• [SUPPLIED DATA]
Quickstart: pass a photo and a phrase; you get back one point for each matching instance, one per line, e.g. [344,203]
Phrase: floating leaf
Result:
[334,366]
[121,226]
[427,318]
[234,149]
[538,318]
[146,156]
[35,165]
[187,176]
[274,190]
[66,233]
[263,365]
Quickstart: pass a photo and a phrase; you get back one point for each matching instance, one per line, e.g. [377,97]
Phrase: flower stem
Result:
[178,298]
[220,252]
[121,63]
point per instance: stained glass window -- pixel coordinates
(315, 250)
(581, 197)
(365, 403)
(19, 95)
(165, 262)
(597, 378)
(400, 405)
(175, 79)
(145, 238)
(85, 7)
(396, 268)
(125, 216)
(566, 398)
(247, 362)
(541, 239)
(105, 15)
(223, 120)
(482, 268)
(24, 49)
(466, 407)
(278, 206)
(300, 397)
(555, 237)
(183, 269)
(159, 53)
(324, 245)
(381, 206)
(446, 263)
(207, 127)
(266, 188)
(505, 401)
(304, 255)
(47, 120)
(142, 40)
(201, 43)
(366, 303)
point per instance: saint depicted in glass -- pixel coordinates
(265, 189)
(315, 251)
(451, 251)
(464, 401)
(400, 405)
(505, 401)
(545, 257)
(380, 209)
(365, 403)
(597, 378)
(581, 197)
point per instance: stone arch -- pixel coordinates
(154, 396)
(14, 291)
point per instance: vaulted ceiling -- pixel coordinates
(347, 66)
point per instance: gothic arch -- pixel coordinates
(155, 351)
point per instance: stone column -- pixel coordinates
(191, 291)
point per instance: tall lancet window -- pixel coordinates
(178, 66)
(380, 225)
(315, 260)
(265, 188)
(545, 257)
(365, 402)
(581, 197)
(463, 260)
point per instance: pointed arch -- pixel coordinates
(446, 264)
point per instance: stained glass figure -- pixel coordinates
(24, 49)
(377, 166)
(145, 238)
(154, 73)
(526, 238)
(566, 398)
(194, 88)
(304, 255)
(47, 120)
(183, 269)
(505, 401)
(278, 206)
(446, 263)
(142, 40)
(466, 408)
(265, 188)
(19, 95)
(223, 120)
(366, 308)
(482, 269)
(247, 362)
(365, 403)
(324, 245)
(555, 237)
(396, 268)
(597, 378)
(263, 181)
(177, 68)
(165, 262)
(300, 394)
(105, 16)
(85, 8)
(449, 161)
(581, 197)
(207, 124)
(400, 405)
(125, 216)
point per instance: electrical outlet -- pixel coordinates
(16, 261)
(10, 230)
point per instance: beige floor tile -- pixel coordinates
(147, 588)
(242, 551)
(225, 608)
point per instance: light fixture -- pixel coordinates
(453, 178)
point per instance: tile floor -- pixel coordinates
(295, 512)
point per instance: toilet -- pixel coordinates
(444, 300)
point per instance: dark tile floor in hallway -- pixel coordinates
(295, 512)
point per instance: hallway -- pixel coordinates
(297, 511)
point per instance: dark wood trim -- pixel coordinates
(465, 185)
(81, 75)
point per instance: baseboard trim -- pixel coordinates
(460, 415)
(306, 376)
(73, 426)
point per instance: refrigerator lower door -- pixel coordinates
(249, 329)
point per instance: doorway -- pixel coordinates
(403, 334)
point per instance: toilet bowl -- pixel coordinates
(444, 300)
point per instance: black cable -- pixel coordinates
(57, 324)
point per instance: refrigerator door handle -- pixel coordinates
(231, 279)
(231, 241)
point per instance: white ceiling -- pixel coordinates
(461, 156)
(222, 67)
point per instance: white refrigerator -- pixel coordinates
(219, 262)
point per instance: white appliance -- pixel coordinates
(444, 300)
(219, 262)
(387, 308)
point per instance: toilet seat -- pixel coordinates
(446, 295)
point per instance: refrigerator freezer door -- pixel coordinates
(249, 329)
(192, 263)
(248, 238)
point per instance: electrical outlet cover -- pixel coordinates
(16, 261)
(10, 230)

• [AIM OF THE EXERCISE] Each line of the data is to be written out again exactly.

• [ANSWER TO THE PROBLEM]
Quickstart: pass a photo and a phrase; you get back one point for each matching instance, one per line, e.g. [344,203]
Phrase: floating leaf
Result:
[334,366]
[121,226]
[427,318]
[234,149]
[538,318]
[146,156]
[35,165]
[187,176]
[274,190]
[66,233]
[263,365]
Quickstart: pass a photo and a phrase; you get back one point for each matching instance, one per line, e.g. [377,97]
Phrase: flower stem
Result:
[178,298]
[220,252]
[121,63]
point per instance: stained glass window -- pixel coordinates
(315, 250)
(581, 197)
(365, 403)
(19, 95)
(165, 262)
(597, 378)
(400, 405)
(175, 79)
(145, 238)
(85, 7)
(396, 268)
(125, 216)
(566, 398)
(247, 362)
(541, 239)
(105, 15)
(223, 120)
(482, 268)
(24, 49)
(466, 407)
(278, 206)
(300, 397)
(555, 237)
(183, 269)
(159, 53)
(324, 245)
(381, 206)
(446, 263)
(207, 127)
(266, 188)
(505, 401)
(304, 255)
(47, 120)
(142, 40)
(201, 43)
(366, 303)
point per instance: saint depicted in glass -- pixel coordinates
(265, 189)
(315, 251)
(451, 251)
(464, 401)
(400, 405)
(505, 401)
(545, 257)
(380, 209)
(365, 403)
(597, 378)
(581, 197)
point per instance: stone arch -- pixel coordinates
(154, 396)
(14, 291)
point per instance: vaulted ceiling -- pixel coordinates
(347, 66)
point per instance: gothic arch -- pixel coordinates
(155, 351)
point per instance: stone column -- pixel coordinates
(191, 291)
point per instance: tall lancet window -- pixel coordinates
(178, 66)
(380, 225)
(315, 260)
(265, 188)
(545, 257)
(365, 402)
(581, 197)
(463, 260)
point per instance: pointed arch -- pixel coordinates
(446, 264)
point per instance: stained glass figure -- pixel coordinates
(24, 49)
(377, 166)
(145, 238)
(154, 73)
(526, 238)
(566, 398)
(194, 88)
(304, 255)
(47, 120)
(183, 269)
(505, 401)
(278, 206)
(446, 263)
(142, 40)
(466, 408)
(265, 188)
(19, 95)
(223, 120)
(366, 308)
(482, 269)
(247, 362)
(365, 403)
(324, 245)
(555, 237)
(396, 268)
(597, 378)
(263, 181)
(177, 68)
(165, 262)
(300, 394)
(105, 16)
(85, 8)
(449, 161)
(581, 197)
(207, 124)
(400, 405)
(125, 216)
point per instance: electrical outlet -- pixel coordinates
(16, 261)
(10, 230)
point per instance: beige floor tile -- pixel coordinates
(147, 588)
(242, 551)
(225, 608)
point per instance: light fixture -- pixel coordinates
(453, 178)
point per instance: tile floor -- pixel coordinates
(295, 512)
point per instance: toilet -- pixel coordinates
(444, 300)
point per instance: dark tile floor in hallway -- pixel coordinates
(295, 512)
point per instance: hallway -- pixel coordinates
(297, 511)
point per instance: dark wood trim -- pixel coordinates
(465, 185)
(81, 75)
point per instance: baseboard trim -- pixel coordinates
(460, 415)
(306, 376)
(73, 426)
point per instance: refrigerator lower door -- pixel coordinates
(249, 329)
point per instance: doorway -- pixel coordinates
(403, 334)
point per instance: toilet bowl -- pixel coordinates
(444, 300)
point per instance: black cable -- pixel coordinates
(57, 324)
point per instance: refrigerator door handle -- pixel coordinates
(231, 279)
(231, 241)
point per instance: white ceiling -- pixel coordinates
(461, 156)
(222, 67)
point per instance: white refrigerator -- pixel coordinates
(219, 262)
point per instance: white appliance -- pixel coordinates
(444, 300)
(219, 262)
(387, 308)
point per instance: toilet seat -- pixel coordinates
(446, 295)
point per instance: refrigerator freezer door -- pixel coordinates
(249, 329)
(192, 263)
(248, 238)
point per instance: electrical outlet cover -- pixel coordinates
(16, 261)
(10, 230)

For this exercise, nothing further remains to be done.